Convert the lines of the data from the one containing "Using the image provided, box the rider's arm." through the one containing "xmin=381 ymin=153 xmax=394 ymax=187", both included, into a JSON list of strings with one string per line. Skip any blank lines.

Bounding-box records:

....

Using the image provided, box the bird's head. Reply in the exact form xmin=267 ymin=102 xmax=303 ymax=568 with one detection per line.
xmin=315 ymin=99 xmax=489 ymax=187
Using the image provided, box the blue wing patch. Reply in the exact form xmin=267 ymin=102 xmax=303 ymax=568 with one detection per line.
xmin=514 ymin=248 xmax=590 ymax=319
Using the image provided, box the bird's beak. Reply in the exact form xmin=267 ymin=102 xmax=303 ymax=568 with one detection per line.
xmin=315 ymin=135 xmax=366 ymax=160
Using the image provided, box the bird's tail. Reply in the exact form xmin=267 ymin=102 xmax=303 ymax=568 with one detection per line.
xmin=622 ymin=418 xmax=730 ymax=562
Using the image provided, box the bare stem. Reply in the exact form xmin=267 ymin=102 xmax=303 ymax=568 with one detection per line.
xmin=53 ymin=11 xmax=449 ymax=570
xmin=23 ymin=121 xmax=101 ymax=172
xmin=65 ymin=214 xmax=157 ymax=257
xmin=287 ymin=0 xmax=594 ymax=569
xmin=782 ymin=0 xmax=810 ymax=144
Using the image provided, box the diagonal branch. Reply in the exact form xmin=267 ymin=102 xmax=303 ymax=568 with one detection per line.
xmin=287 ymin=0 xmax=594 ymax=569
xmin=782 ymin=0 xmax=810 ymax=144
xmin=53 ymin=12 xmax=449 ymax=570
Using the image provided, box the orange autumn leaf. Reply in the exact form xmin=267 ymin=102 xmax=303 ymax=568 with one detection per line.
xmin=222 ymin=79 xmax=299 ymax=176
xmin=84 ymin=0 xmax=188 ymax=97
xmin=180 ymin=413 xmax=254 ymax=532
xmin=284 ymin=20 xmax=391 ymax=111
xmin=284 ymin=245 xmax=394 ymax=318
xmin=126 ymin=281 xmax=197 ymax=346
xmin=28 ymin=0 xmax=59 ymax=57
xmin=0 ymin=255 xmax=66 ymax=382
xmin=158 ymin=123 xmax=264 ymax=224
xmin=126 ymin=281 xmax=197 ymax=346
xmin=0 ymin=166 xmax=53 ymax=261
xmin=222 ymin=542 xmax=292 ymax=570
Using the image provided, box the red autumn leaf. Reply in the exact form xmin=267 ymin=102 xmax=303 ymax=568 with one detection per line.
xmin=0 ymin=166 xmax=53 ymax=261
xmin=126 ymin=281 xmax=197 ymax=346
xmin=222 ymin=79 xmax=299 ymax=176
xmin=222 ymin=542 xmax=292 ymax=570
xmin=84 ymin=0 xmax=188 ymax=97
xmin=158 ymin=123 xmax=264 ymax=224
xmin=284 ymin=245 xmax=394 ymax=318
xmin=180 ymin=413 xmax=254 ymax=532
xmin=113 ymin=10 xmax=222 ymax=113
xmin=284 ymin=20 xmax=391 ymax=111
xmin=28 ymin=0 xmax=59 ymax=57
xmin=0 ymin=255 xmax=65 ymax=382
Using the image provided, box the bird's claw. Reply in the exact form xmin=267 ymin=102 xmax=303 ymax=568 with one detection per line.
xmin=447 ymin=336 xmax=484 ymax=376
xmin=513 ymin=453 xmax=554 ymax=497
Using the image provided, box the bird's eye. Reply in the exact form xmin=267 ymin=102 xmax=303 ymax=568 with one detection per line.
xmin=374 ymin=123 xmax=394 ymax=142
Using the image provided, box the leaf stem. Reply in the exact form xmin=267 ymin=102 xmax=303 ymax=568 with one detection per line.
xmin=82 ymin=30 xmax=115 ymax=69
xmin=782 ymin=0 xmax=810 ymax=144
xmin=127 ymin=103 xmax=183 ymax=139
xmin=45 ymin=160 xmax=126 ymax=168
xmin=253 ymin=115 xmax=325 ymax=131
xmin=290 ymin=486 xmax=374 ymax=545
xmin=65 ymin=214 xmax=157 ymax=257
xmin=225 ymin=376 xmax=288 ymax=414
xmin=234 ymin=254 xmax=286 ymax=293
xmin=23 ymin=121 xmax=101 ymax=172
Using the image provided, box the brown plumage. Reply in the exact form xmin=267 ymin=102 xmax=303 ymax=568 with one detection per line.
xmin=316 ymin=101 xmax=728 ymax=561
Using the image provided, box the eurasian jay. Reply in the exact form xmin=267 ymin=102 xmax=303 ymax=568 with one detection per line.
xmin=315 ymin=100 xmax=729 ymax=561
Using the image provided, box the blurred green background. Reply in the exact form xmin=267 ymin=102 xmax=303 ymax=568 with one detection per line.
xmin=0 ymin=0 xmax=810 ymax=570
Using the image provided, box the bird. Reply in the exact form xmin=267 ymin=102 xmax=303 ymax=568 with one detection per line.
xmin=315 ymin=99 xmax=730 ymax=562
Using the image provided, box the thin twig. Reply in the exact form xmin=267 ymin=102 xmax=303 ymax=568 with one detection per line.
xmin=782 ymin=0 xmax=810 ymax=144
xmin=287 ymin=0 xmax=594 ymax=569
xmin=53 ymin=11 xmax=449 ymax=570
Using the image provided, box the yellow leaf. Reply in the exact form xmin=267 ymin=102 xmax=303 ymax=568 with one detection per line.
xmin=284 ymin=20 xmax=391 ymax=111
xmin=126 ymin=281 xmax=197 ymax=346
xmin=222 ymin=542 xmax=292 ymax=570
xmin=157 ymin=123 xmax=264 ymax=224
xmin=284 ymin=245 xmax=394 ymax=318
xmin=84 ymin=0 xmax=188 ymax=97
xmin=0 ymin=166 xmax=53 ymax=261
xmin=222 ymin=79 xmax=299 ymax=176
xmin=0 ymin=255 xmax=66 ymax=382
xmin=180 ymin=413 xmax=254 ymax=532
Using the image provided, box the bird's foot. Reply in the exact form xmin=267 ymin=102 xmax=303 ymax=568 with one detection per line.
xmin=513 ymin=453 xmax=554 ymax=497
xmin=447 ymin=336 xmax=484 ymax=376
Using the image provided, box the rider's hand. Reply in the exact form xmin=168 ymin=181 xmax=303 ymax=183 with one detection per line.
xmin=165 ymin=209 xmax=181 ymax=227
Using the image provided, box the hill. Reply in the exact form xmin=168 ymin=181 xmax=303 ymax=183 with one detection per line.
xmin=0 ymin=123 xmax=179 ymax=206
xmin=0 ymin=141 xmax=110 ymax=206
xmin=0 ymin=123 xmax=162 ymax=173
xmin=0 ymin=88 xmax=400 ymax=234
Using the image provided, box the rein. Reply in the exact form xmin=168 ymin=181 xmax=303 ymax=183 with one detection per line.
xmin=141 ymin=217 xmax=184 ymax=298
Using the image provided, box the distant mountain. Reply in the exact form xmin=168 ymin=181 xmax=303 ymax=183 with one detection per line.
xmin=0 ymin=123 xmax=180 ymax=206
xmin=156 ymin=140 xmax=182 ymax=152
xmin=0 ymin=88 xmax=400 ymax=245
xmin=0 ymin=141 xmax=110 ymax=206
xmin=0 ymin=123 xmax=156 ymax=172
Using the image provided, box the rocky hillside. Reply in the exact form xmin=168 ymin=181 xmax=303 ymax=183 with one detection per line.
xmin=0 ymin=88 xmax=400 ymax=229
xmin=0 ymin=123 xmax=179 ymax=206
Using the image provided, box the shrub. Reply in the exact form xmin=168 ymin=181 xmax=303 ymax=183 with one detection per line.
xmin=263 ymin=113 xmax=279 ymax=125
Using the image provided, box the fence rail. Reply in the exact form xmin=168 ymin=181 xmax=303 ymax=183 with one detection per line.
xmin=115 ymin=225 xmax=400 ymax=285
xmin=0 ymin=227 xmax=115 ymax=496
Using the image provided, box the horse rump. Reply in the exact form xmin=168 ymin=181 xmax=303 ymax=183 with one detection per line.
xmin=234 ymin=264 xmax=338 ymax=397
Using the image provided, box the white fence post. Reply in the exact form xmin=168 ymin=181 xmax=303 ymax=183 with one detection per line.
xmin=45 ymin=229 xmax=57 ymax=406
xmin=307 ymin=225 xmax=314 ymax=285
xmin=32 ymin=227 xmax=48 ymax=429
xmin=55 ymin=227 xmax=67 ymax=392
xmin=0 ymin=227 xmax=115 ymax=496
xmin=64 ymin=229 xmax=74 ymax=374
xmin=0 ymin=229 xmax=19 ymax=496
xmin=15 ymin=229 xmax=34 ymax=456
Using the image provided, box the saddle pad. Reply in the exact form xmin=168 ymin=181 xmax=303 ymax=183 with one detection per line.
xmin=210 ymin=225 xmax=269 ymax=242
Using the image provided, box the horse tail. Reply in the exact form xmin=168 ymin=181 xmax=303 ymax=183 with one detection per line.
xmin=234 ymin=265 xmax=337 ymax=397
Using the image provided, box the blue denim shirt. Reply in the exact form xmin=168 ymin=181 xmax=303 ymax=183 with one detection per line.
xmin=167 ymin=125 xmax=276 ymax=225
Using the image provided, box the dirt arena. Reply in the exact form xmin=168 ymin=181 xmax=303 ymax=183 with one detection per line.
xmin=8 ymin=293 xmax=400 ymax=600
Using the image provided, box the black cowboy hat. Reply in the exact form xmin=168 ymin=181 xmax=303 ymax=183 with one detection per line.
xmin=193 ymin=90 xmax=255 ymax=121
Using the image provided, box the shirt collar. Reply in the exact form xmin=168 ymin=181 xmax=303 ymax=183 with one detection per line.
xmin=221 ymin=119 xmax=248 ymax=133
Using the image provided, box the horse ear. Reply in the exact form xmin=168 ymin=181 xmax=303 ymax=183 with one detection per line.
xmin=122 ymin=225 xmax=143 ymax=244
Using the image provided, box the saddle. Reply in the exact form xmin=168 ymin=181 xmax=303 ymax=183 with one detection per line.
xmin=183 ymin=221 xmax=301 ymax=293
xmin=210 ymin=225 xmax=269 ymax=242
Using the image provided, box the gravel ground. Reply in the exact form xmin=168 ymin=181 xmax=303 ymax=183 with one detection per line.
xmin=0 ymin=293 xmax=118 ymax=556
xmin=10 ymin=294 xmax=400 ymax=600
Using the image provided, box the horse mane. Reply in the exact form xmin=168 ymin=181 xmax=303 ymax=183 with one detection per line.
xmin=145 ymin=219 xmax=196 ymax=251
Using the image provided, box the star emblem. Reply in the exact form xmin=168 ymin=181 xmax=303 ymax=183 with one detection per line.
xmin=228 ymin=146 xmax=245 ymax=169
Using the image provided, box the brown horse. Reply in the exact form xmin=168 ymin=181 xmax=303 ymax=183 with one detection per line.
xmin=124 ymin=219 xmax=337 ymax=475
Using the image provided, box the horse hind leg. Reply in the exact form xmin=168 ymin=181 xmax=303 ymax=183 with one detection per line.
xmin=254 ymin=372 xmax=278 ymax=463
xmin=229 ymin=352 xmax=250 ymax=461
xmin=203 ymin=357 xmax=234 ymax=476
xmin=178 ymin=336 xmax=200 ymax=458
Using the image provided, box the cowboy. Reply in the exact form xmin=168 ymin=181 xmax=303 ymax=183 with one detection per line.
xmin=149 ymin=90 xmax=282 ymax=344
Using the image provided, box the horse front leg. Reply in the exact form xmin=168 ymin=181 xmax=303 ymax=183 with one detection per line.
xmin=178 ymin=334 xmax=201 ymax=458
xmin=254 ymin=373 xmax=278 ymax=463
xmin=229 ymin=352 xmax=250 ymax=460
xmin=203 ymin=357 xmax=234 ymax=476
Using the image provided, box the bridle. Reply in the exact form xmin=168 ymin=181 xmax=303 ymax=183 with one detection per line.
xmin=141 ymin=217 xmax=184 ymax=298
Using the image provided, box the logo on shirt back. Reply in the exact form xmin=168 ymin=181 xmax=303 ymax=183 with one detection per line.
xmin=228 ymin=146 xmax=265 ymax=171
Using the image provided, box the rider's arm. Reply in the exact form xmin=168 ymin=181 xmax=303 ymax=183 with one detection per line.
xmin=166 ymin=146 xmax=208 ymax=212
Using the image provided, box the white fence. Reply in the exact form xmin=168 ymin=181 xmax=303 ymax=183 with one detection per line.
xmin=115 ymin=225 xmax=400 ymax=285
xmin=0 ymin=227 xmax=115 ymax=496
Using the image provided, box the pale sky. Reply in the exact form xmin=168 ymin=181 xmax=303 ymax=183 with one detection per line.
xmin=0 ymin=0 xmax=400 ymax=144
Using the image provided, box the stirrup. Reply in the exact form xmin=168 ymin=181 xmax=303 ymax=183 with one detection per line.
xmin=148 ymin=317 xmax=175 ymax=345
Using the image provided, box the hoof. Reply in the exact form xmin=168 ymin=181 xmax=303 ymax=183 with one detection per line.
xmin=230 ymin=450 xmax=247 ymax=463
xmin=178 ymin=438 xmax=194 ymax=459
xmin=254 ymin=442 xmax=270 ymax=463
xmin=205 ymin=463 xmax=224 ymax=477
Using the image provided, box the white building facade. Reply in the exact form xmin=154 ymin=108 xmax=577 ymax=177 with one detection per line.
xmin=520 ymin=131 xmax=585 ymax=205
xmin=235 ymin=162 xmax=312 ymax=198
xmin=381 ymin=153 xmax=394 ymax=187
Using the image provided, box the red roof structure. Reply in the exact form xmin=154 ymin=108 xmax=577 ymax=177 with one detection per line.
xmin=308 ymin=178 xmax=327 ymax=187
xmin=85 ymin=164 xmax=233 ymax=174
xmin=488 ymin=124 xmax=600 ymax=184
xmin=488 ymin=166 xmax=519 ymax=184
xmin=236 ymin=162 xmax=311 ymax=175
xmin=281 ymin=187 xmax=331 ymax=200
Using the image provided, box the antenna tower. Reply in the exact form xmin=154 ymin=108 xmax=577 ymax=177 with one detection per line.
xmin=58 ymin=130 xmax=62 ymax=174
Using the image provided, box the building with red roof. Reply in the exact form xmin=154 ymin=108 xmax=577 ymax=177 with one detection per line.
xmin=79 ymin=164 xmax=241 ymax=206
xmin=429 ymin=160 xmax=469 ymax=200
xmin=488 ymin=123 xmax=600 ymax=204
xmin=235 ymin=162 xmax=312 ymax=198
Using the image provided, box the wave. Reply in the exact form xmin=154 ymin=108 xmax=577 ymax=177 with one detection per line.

....

Answer to the problem:
[
  "Using the image provided, box the rider's arm. Reply in the exact form xmin=168 ymin=181 xmax=303 ymax=183 with one detection per line.",
  "xmin=166 ymin=146 xmax=208 ymax=212",
  "Using the image provided, box the white fence. Reply in the exact form xmin=168 ymin=181 xmax=303 ymax=183 with one detection per line.",
  "xmin=115 ymin=225 xmax=400 ymax=285",
  "xmin=0 ymin=227 xmax=115 ymax=496",
  "Using the image provided, box the pale sky. Reply in the exact form xmin=168 ymin=181 xmax=303 ymax=183 with one detection per line.",
  "xmin=0 ymin=0 xmax=400 ymax=144",
  "Using the image provided, box the stirrup. Reply in the exact form xmin=168 ymin=181 xmax=303 ymax=183 with one detection per line.",
  "xmin=148 ymin=317 xmax=175 ymax=345",
  "Using the image provided, box the hoof. Reply in the exact form xmin=168 ymin=181 xmax=303 ymax=183 with one detection per line.",
  "xmin=230 ymin=450 xmax=247 ymax=463",
  "xmin=178 ymin=438 xmax=194 ymax=459",
  "xmin=254 ymin=442 xmax=270 ymax=463",
  "xmin=205 ymin=463 xmax=224 ymax=477",
  "Using the image provided, box the white building facade. Reply in the exact form xmin=154 ymin=108 xmax=577 ymax=177 with one detection per line.",
  "xmin=520 ymin=131 xmax=585 ymax=205",
  "xmin=235 ymin=162 xmax=312 ymax=198",
  "xmin=381 ymin=153 xmax=394 ymax=187"
]